Data lines:
** Start **
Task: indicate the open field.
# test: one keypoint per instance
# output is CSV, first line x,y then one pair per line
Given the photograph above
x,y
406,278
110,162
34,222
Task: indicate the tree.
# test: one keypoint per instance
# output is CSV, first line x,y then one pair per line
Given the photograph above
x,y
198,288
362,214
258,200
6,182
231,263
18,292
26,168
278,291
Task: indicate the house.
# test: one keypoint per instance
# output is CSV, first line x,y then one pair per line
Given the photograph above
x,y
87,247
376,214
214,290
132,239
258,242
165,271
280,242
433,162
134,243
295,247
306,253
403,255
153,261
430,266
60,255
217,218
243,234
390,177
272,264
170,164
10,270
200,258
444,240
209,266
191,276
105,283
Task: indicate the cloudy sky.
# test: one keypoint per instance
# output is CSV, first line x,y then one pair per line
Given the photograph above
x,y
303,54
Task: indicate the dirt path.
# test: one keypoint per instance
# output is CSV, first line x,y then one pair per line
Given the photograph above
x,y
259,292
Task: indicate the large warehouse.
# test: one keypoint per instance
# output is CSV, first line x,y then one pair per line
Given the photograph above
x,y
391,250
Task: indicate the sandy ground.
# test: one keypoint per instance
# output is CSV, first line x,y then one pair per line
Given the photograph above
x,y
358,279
** End **
What you are asked to do:
Can you express the material above as a two-column CSV with the columns input and output, starting with the line containing "Task: indicate the cloudy sky." and going on through the end of the material? Use one row per item, put each field in quotes, and replace line breaks with spaces.

The solution:
input,output
"Task: indicate the cloudy sky. # test: one keypoint per instance # output is CSV, first line x,y then one pair per line Given the photograph above","x,y 303,54"
"Task: indicate the dirt path. # test: one keypoint per instance # output is CSV, first line x,y then one pair per line Given the photograph above","x,y 259,292"
"Task: indicate the large warehouse. # test: one keypoint per instance # output is CSV, first line x,y then one pair per line Given the photograph above","x,y 391,250"
"Task: indicate the sandy ground. # test: one keypoint per instance # output is CSV, first line x,y then one pair per line Given the photograph above","x,y 358,279"